▶ **What you will do**:
Return only the lines starting at the line that contains "Reviewer note: confirm that each instance of the lamp shade" and ending with the final line of the listing; include both endpoints.

▶ **Data excerpts**:
------

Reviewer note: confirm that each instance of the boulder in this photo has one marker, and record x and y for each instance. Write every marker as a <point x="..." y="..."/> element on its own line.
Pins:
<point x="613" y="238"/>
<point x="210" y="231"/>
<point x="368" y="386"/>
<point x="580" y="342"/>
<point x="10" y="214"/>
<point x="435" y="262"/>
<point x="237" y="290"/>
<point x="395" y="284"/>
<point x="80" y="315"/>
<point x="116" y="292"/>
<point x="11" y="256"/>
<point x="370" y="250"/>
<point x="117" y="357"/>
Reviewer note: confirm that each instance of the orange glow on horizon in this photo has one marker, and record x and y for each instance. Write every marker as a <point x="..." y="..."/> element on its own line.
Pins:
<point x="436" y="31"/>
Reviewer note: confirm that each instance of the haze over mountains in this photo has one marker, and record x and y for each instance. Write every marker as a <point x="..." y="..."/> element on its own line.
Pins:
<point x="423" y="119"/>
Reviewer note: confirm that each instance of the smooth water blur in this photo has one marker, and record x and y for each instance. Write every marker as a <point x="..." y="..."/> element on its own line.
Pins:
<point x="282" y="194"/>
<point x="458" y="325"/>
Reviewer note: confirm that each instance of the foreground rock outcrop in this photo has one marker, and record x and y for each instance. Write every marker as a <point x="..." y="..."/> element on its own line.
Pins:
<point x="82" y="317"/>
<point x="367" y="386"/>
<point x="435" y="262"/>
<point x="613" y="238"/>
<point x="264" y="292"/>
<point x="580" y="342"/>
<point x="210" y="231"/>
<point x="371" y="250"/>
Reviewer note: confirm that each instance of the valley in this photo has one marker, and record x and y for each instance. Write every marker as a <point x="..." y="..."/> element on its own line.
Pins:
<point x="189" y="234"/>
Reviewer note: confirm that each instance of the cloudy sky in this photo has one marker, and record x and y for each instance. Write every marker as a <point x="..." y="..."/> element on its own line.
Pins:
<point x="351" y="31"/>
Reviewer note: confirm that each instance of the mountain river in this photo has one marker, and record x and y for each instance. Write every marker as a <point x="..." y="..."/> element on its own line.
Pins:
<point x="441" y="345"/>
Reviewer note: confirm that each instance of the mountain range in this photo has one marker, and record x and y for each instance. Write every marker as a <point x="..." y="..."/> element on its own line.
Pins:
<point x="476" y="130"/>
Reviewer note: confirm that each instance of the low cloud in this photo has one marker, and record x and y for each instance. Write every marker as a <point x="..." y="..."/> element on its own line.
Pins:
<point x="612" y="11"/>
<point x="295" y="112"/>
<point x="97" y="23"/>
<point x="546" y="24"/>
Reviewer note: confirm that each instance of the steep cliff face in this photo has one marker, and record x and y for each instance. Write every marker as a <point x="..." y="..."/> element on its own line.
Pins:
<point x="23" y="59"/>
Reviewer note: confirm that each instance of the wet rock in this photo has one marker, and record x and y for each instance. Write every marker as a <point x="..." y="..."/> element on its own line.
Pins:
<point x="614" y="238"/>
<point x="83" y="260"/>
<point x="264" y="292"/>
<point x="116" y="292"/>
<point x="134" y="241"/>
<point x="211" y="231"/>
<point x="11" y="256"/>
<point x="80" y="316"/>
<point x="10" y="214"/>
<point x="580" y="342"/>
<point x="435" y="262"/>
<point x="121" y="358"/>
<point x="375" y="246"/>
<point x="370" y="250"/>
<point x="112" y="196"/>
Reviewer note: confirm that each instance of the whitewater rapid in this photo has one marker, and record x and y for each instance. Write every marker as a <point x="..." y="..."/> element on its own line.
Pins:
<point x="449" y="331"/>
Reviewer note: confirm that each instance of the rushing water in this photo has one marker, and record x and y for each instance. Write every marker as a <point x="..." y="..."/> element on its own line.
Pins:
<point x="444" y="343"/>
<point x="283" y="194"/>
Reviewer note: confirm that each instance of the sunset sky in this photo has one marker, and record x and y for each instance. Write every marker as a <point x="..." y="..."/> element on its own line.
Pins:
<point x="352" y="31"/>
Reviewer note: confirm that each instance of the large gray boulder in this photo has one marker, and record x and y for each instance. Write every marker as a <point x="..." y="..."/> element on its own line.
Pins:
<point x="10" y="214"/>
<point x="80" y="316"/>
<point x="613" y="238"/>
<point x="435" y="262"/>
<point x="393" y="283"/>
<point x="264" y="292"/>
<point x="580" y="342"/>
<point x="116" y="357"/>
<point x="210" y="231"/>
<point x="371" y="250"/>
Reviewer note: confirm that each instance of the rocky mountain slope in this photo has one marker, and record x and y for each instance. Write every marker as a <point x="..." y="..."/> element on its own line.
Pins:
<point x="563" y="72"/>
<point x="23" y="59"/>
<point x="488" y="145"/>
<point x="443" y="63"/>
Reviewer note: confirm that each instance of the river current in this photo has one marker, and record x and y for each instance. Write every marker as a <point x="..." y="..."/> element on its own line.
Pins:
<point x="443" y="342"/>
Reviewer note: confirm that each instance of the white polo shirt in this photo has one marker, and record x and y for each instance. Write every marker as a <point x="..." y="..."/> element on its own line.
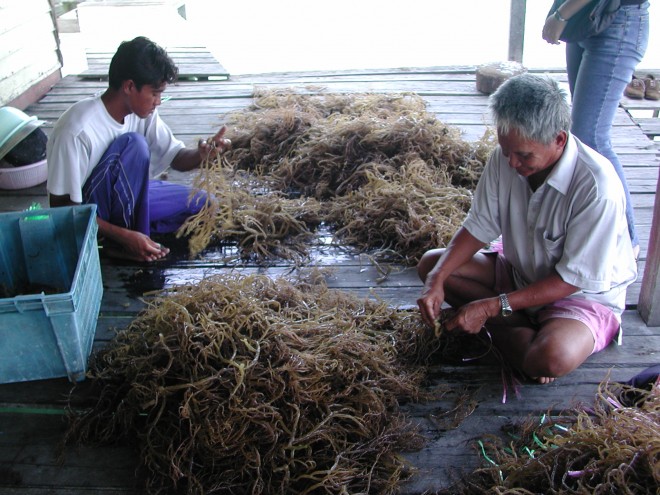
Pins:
<point x="84" y="132"/>
<point x="574" y="223"/>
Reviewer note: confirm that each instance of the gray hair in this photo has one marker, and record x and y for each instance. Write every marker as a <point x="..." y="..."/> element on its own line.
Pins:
<point x="533" y="106"/>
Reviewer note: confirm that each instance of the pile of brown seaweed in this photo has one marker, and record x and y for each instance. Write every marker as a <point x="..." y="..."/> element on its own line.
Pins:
<point x="613" y="447"/>
<point x="245" y="384"/>
<point x="378" y="168"/>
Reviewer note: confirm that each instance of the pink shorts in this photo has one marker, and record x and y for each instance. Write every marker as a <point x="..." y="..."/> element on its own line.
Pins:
<point x="601" y="320"/>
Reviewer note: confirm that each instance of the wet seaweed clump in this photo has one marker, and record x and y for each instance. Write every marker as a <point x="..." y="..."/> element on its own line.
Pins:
<point x="379" y="169"/>
<point x="245" y="384"/>
<point x="608" y="448"/>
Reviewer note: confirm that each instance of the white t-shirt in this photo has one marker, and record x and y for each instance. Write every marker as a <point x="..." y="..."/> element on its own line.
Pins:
<point x="574" y="223"/>
<point x="84" y="132"/>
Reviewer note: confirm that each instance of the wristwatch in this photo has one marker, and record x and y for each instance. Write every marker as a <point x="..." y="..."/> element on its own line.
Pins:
<point x="559" y="17"/>
<point x="506" y="307"/>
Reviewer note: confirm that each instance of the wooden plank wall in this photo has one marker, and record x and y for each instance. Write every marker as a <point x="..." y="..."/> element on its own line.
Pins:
<point x="28" y="46"/>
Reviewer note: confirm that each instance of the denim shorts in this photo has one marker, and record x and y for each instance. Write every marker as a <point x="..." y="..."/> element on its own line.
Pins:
<point x="601" y="321"/>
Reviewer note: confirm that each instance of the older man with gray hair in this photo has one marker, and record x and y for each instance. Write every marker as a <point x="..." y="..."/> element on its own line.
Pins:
<point x="551" y="293"/>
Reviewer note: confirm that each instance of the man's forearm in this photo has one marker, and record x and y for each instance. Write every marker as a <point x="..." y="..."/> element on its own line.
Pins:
<point x="541" y="293"/>
<point x="460" y="250"/>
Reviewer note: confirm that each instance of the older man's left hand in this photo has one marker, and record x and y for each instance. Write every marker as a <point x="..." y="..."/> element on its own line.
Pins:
<point x="472" y="317"/>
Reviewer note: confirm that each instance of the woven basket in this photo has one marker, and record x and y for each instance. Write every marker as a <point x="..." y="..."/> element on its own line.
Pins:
<point x="24" y="176"/>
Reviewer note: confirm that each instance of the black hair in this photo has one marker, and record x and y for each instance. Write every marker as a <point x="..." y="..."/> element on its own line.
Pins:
<point x="142" y="61"/>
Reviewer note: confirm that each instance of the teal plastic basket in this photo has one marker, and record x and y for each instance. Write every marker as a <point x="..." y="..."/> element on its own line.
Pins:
<point x="50" y="292"/>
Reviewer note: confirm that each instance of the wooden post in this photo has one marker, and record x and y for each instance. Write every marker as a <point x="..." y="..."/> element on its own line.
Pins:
<point x="649" y="296"/>
<point x="517" y="29"/>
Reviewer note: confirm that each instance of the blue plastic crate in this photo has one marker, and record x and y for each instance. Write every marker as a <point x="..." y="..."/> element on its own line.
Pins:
<point x="50" y="292"/>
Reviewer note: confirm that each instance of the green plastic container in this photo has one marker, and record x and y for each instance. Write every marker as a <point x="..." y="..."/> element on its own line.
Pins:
<point x="50" y="292"/>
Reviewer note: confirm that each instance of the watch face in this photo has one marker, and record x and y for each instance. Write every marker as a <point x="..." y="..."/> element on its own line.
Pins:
<point x="506" y="307"/>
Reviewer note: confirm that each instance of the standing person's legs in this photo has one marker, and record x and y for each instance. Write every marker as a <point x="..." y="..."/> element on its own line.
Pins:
<point x="171" y="204"/>
<point x="602" y="66"/>
<point x="118" y="184"/>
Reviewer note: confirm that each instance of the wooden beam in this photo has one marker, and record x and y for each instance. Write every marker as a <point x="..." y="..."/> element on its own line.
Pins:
<point x="517" y="30"/>
<point x="649" y="296"/>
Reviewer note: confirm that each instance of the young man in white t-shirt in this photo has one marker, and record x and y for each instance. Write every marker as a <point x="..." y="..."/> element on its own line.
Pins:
<point x="104" y="149"/>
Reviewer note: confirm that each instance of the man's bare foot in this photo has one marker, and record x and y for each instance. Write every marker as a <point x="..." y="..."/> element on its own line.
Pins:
<point x="544" y="379"/>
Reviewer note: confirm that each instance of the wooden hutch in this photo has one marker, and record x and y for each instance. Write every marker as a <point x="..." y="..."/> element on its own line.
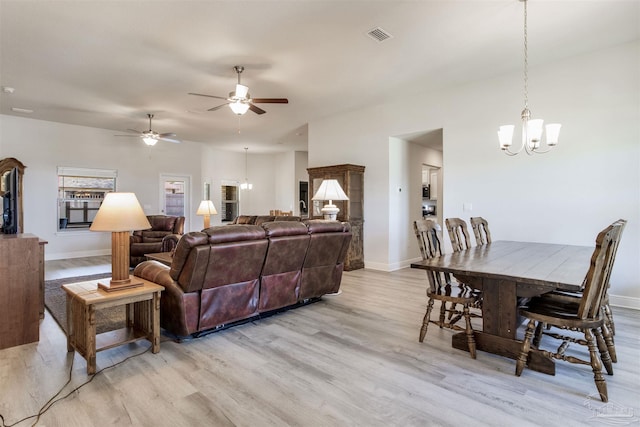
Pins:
<point x="351" y="179"/>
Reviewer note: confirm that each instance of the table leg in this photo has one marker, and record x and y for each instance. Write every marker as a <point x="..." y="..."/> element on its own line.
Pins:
<point x="69" y="323"/>
<point x="90" y="338"/>
<point x="500" y="322"/>
<point x="155" y="322"/>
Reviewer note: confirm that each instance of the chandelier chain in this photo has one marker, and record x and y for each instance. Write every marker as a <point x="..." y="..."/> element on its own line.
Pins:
<point x="526" y="60"/>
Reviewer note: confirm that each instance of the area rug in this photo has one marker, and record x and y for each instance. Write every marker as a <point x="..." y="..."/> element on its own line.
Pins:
<point x="55" y="299"/>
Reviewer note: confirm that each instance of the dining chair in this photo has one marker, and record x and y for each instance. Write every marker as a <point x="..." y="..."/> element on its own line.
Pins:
<point x="480" y="228"/>
<point x="460" y="241"/>
<point x="586" y="317"/>
<point x="458" y="234"/>
<point x="566" y="297"/>
<point x="441" y="287"/>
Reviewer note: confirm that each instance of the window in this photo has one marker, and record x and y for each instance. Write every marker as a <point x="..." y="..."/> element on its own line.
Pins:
<point x="80" y="194"/>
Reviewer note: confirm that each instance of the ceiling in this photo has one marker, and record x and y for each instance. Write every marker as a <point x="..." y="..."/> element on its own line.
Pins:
<point x="106" y="63"/>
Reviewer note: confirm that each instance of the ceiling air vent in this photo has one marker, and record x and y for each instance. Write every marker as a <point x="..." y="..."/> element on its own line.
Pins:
<point x="378" y="34"/>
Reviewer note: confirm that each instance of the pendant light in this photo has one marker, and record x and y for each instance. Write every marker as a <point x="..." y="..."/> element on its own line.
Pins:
<point x="531" y="128"/>
<point x="246" y="185"/>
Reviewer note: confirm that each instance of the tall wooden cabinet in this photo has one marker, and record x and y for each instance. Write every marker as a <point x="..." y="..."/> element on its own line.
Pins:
<point x="20" y="290"/>
<point x="351" y="179"/>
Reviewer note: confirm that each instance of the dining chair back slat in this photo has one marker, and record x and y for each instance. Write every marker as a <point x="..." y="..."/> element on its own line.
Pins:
<point x="480" y="228"/>
<point x="458" y="234"/>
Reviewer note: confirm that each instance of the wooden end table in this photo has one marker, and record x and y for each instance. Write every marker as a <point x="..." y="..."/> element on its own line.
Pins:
<point x="164" y="257"/>
<point x="143" y="318"/>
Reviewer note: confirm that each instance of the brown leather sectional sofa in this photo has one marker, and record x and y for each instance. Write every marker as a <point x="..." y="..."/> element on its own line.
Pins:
<point x="230" y="273"/>
<point x="260" y="219"/>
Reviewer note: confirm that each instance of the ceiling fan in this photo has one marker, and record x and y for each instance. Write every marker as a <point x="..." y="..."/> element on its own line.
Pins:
<point x="151" y="137"/>
<point x="240" y="101"/>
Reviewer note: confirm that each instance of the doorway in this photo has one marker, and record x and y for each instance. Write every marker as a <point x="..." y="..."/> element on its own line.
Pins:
<point x="175" y="196"/>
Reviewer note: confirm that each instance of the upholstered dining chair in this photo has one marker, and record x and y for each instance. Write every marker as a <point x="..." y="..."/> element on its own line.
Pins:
<point x="480" y="228"/>
<point x="441" y="287"/>
<point x="585" y="317"/>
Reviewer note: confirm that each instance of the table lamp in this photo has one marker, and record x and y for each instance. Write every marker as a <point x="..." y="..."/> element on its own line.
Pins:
<point x="206" y="209"/>
<point x="330" y="190"/>
<point x="120" y="213"/>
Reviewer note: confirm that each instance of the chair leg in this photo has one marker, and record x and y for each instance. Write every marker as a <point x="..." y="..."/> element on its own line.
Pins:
<point x="452" y="309"/>
<point x="471" y="340"/>
<point x="425" y="321"/>
<point x="443" y="311"/>
<point x="608" y="339"/>
<point x="609" y="318"/>
<point x="596" y="366"/>
<point x="524" y="351"/>
<point x="604" y="351"/>
<point x="537" y="336"/>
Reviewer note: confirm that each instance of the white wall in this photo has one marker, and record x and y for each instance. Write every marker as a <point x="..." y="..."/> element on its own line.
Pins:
<point x="301" y="174"/>
<point x="567" y="196"/>
<point x="43" y="146"/>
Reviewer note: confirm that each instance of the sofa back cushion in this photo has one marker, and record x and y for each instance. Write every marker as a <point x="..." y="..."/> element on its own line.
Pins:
<point x="280" y="281"/>
<point x="245" y="219"/>
<point x="322" y="269"/>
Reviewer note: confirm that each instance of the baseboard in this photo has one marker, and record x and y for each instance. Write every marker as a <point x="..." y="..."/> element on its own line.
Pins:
<point x="389" y="267"/>
<point x="67" y="255"/>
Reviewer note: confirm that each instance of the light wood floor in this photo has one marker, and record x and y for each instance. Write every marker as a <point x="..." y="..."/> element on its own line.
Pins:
<point x="349" y="360"/>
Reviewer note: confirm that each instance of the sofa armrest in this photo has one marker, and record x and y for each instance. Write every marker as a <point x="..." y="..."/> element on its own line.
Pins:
<point x="170" y="241"/>
<point x="155" y="272"/>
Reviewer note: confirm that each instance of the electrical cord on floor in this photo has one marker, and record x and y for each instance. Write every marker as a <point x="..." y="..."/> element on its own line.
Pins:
<point x="52" y="401"/>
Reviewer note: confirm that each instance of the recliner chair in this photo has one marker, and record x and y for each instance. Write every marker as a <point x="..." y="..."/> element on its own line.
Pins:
<point x="163" y="236"/>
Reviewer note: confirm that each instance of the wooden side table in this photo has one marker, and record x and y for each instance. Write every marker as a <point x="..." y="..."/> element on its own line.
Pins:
<point x="164" y="257"/>
<point x="143" y="318"/>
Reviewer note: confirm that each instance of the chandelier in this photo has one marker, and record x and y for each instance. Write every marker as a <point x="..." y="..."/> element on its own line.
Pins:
<point x="531" y="128"/>
<point x="246" y="185"/>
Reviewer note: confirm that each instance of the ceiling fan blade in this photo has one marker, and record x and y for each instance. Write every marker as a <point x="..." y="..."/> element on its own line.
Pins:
<point x="218" y="107"/>
<point x="175" y="141"/>
<point x="270" y="100"/>
<point x="256" y="110"/>
<point x="208" y="96"/>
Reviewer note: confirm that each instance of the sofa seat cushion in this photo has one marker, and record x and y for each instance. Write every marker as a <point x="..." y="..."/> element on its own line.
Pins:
<point x="226" y="304"/>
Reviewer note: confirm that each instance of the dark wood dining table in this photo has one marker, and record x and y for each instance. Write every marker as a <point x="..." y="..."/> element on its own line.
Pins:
<point x="506" y="272"/>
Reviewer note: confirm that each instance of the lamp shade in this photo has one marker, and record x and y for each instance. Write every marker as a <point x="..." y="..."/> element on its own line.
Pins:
<point x="120" y="212"/>
<point x="206" y="208"/>
<point x="330" y="190"/>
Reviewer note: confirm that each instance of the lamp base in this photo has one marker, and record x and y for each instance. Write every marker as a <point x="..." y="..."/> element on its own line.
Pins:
<point x="118" y="285"/>
<point x="330" y="212"/>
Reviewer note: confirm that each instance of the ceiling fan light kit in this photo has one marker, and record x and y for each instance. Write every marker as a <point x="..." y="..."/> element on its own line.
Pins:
<point x="239" y="100"/>
<point x="151" y="137"/>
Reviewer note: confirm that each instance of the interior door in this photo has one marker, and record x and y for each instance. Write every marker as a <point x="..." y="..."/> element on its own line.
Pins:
<point x="175" y="197"/>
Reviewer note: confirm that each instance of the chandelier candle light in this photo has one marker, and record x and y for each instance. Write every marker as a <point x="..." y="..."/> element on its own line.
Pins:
<point x="531" y="128"/>
<point x="206" y="209"/>
<point x="330" y="190"/>
<point x="120" y="213"/>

------

▶ **Response to the exercise**:
Reviewer note: confirm that each instance of the lamp shade in this photo has one marker, and record x and y for each instance. Write every marker as a <point x="..." y="..."/> element on its own line.
Pins:
<point x="120" y="212"/>
<point x="206" y="208"/>
<point x="330" y="190"/>
Reviewer note: confirm that each instance of the lamp base in this photo has one marker, and record x and y for each instance. Write every marker as a <point x="..." y="..."/> element on its own line.
Pins:
<point x="118" y="285"/>
<point x="330" y="212"/>
Reviewer note: confirm that each instance of the ceiling fan light kit in this photo has one marker, and record x and y for each instance. Write every marker as a <point x="..." y="..."/> element on its own line.
Pins:
<point x="239" y="100"/>
<point x="151" y="137"/>
Reviewer note: confirm that each instance of the interior door in this photo has one marker, and record x and y for each instance. Write every marker as a <point x="..." y="..."/> element on its own line.
Pins:
<point x="175" y="197"/>
Reviewer note: confirm that each instance of the chandelier candle light in this photo has one marker, and record x and y for each instance. Write every marker as a <point x="..." y="..."/> element on its own line.
Pins:
<point x="531" y="128"/>
<point x="206" y="209"/>
<point x="330" y="190"/>
<point x="120" y="213"/>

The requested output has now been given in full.